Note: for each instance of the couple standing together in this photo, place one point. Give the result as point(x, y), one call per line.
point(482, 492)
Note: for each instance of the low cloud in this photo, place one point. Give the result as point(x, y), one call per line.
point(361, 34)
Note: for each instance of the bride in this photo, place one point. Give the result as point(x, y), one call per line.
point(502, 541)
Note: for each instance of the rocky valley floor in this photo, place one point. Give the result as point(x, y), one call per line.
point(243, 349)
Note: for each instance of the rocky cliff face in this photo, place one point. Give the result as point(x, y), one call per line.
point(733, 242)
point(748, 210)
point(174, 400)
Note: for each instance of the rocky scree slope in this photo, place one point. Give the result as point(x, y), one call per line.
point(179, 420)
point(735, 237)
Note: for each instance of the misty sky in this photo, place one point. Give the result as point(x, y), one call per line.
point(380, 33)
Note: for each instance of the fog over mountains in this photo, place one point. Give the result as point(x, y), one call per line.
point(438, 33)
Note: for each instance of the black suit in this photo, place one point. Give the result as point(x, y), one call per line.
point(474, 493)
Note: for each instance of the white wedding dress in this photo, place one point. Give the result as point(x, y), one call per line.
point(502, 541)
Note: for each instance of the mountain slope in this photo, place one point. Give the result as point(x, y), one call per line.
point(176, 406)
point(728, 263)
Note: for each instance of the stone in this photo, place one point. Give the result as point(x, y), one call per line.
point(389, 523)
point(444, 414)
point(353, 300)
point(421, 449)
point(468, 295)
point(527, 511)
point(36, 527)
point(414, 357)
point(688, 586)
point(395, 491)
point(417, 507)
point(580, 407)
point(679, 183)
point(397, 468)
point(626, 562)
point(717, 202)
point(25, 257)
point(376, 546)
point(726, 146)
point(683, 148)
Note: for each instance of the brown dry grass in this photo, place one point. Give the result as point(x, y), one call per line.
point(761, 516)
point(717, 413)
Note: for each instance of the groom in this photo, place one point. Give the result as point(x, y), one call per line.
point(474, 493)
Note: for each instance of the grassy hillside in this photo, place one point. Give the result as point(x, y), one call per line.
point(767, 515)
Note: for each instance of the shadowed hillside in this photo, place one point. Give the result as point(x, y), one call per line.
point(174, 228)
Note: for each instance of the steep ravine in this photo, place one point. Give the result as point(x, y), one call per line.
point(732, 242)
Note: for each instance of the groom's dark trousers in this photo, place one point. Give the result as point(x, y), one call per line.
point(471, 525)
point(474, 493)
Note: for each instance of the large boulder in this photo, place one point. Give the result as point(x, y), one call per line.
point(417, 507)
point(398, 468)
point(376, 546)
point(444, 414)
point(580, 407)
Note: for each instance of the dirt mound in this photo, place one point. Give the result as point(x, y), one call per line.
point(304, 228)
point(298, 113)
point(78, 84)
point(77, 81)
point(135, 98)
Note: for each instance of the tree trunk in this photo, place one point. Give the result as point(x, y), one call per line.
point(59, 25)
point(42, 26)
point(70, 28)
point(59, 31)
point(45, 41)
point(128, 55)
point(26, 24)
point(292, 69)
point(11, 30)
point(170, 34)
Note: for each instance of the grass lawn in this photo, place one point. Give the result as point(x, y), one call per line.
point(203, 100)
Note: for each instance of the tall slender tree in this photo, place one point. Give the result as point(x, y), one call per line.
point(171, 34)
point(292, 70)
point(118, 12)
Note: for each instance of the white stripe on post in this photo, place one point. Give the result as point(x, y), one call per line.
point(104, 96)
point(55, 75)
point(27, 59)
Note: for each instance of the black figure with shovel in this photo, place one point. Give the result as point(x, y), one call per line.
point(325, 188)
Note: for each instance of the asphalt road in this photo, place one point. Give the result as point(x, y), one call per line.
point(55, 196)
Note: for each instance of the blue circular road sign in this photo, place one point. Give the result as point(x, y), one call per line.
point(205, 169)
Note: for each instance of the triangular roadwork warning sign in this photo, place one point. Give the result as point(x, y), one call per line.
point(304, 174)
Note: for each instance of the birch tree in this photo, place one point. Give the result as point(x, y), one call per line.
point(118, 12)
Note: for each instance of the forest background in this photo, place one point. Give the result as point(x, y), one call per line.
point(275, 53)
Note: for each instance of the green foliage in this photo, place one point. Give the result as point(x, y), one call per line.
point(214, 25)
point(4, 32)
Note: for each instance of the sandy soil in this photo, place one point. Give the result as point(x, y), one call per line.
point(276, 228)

────────────────

### Brief
Rescale the rows above from the line with "Note: for each instance of the groom's" to the line with "point(170, 34)", both ends included. Repeat every line, requests too, multiplying each x and y coordinate in the answers by 1.8 and rounding to whole numbers, halves up, and give only these lines.

### Task output
Note: for each instance of the groom's dark trousers in this photo, place one point. Give the result as point(x, y), one call per line.
point(848, 945)
point(853, 887)
Note: for each instance of the large boulder in this photo, place one point. Give the result as point(x, y), one call per line.
point(751, 913)
point(716, 842)
point(677, 983)
point(799, 745)
point(1044, 733)
Note: for each instance of the dirt mound in this photo, place one point. Give the result as point(x, y), one call per line.
point(547, 410)
point(536, 203)
point(140, 151)
point(139, 146)
point(243, 176)
Note: for each instance of the tree trunk in this photo, place one point. Give the result as point(x, y), one call per line.
point(106, 45)
point(76, 47)
point(126, 50)
point(106, 56)
point(81, 74)
point(230, 99)
point(47, 43)
point(526, 124)
point(20, 54)
point(306, 61)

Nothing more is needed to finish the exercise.